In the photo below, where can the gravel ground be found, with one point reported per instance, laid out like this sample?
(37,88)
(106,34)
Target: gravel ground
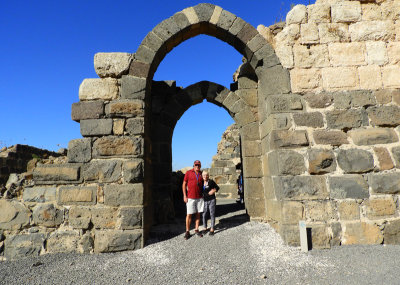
(241,252)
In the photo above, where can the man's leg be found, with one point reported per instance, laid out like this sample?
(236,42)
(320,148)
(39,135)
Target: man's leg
(188,221)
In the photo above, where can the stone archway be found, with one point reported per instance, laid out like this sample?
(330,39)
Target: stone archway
(171,103)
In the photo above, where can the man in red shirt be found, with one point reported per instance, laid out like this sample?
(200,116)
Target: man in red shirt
(192,187)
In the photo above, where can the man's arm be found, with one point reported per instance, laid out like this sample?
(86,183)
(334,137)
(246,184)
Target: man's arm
(184,191)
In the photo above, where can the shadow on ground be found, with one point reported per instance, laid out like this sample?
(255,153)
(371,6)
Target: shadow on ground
(229,214)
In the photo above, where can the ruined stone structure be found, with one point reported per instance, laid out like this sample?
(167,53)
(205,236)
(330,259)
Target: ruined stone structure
(319,137)
(226,164)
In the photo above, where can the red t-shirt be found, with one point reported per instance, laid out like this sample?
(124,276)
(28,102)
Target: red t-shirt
(194,184)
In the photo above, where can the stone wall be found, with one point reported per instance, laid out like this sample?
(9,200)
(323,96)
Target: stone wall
(318,121)
(14,159)
(331,147)
(226,164)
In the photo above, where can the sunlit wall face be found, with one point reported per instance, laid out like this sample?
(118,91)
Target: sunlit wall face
(197,133)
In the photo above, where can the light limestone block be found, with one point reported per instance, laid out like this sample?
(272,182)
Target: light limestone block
(311,56)
(339,78)
(285,55)
(298,15)
(333,32)
(391,76)
(309,33)
(371,31)
(112,64)
(347,54)
(371,12)
(103,89)
(370,77)
(393,50)
(346,12)
(376,53)
(305,79)
(319,13)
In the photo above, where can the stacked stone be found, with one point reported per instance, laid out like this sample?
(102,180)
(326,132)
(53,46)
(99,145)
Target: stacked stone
(15,159)
(335,45)
(226,164)
(330,150)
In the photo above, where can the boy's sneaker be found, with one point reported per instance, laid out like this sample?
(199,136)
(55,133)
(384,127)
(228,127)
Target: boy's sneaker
(187,235)
(198,233)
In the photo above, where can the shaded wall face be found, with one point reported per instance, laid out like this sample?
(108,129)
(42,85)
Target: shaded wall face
(331,139)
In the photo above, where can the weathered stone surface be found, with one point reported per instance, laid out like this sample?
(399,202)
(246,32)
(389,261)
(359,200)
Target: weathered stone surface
(56,173)
(133,171)
(79,217)
(284,103)
(298,15)
(371,31)
(286,162)
(69,241)
(392,232)
(76,195)
(135,126)
(118,146)
(384,115)
(385,183)
(313,119)
(87,110)
(117,240)
(390,76)
(346,119)
(96,127)
(13,215)
(39,194)
(21,246)
(80,150)
(348,186)
(334,138)
(385,161)
(366,73)
(306,56)
(125,107)
(123,195)
(104,217)
(347,54)
(47,215)
(362,233)
(287,139)
(321,161)
(319,13)
(396,156)
(340,78)
(133,87)
(309,33)
(102,171)
(346,12)
(380,207)
(112,64)
(320,211)
(130,218)
(300,187)
(348,210)
(305,80)
(98,89)
(355,160)
(321,100)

□ □ □

▶ **TASK DETAILS**
Omitting the pictures, write out the material above exactly as it stands.

▶ **EXERCISE ANSWER**
In the photo below, where can the gravel ground be found, with one point reported per instance, laid out like this sample?
(37,88)
(106,34)
Target: gravel ground
(241,252)
In the photo above, where can the man's leg be found, with one point reported per instance, laid out like this sample?
(236,42)
(320,148)
(39,135)
Target: man's leg
(188,221)
In the photo above, where can the stone archway be found, with one point reported per instance, laid out like this sample?
(330,39)
Target: stone archway
(171,103)
In the photo above, where can the man in red shirt be found, with one point reported per instance, laid out like this sample?
(200,116)
Target: man in red shirt
(192,187)
In the photo above, where can the man's arm be found, with one point reported per instance, laid out like this sample?
(86,183)
(334,137)
(246,184)
Target: man's arm
(184,191)
In the photo above, where can the shadow on ground be found, with one point reported per instance, laid out like this sample?
(255,153)
(371,6)
Target: shadow on ground
(229,214)
In the photo above, where can the ruined stone structure be found, with one point reported per instance, laid out like this sample?
(167,53)
(205,236)
(330,259)
Target: ruined stone structure
(319,137)
(226,164)
In the photo above, where can the red t-shirt be found, with one point reported per instance, laid out like this sample?
(124,276)
(28,102)
Target: red t-shirt
(194,184)
In the photo above, where can the stone wall be found, with one point reported per instance, laid out like this sample?
(9,200)
(323,96)
Target: stone wall
(318,121)
(14,159)
(331,147)
(226,164)
In the photo above, where can the sunlit wall face be found, with one point reported per instance, laid out like this sample?
(118,91)
Target: sunlit wall face
(197,133)
In the photo above, where can the light limestone block be found, with one point reported per instance, laid out like this sample?
(272,182)
Target: light limestone block
(311,56)
(339,78)
(285,55)
(298,15)
(333,32)
(391,76)
(309,33)
(371,31)
(112,64)
(347,54)
(371,12)
(103,89)
(370,77)
(393,50)
(346,12)
(376,53)
(305,79)
(319,13)
In the photo above, where can the stacked stone be found, with one point reported per instance, laid out like this sample?
(102,180)
(326,132)
(53,46)
(99,145)
Target: stacked stone
(15,159)
(335,45)
(226,164)
(330,150)
In the photo above, where can the boy's sneaker be found, with one point reported per instance, laid out like this sample?
(199,136)
(55,133)
(384,127)
(228,127)
Target: boy's sneaker
(187,235)
(198,233)
In the photo above, where can the shaded wall face be found, with one point reported per instance, laid out like this sample?
(108,129)
(42,85)
Target: shaded wall face
(331,139)
In the photo above, where can the weathered stone surface be found, with one point reported per instance, laid out like this sample?
(399,202)
(246,32)
(389,261)
(359,200)
Target: weathered stone surface
(56,173)
(133,171)
(79,217)
(284,103)
(298,15)
(371,31)
(286,162)
(69,241)
(392,232)
(76,195)
(135,126)
(118,146)
(384,115)
(385,183)
(313,119)
(87,110)
(117,240)
(390,76)
(346,119)
(96,127)
(13,215)
(39,194)
(21,246)
(80,150)
(348,186)
(334,138)
(385,161)
(366,73)
(306,56)
(125,107)
(123,195)
(104,217)
(347,54)
(47,215)
(362,233)
(287,139)
(321,161)
(319,13)
(396,156)
(340,78)
(133,87)
(309,33)
(102,171)
(346,12)
(380,207)
(112,64)
(320,211)
(130,218)
(300,187)
(348,210)
(305,80)
(98,89)
(355,160)
(321,100)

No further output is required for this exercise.